▶ **Work required**
How many of the lines below contain the string "screw"? Reply with the number alone.

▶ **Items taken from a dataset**
>>>
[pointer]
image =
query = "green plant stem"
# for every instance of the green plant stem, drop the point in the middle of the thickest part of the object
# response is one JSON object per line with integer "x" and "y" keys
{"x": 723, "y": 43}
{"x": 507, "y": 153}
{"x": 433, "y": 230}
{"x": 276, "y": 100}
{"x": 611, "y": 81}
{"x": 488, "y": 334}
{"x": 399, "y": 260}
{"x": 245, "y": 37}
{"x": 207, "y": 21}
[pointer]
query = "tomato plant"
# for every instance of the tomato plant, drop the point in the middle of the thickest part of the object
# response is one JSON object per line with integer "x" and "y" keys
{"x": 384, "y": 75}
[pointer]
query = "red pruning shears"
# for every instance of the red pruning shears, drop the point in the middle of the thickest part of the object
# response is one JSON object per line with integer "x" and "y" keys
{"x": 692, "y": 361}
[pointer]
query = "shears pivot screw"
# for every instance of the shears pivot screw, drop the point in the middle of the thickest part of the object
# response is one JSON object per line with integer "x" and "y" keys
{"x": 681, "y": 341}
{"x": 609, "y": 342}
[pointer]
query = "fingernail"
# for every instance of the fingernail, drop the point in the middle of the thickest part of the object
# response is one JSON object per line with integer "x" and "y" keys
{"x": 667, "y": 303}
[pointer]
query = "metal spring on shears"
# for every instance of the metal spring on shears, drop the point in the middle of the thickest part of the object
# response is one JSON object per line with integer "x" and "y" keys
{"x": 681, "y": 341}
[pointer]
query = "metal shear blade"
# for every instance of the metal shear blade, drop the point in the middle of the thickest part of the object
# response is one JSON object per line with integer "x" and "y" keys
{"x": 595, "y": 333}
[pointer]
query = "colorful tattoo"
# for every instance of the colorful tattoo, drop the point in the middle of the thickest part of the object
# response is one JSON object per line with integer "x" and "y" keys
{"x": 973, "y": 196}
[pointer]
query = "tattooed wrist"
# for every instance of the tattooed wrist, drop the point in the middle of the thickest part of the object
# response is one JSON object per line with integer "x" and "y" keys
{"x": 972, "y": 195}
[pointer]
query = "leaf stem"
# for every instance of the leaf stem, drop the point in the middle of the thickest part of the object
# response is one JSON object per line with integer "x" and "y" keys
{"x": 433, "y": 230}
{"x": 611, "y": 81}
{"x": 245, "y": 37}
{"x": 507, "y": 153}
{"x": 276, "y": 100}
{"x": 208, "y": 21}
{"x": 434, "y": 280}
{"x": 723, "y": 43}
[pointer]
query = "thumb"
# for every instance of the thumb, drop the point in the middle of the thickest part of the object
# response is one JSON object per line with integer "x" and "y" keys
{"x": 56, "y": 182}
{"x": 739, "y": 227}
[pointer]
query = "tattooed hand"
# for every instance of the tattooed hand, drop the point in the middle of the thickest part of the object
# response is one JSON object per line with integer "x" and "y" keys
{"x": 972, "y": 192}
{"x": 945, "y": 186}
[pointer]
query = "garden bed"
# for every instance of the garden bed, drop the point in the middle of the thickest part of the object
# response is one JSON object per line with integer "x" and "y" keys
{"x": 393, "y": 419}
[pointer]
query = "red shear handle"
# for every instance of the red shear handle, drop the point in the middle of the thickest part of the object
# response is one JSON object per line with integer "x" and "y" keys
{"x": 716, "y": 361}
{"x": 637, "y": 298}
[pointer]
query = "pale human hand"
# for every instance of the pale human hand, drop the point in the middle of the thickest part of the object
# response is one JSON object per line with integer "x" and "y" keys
<<<
▶ **Exercise solution**
2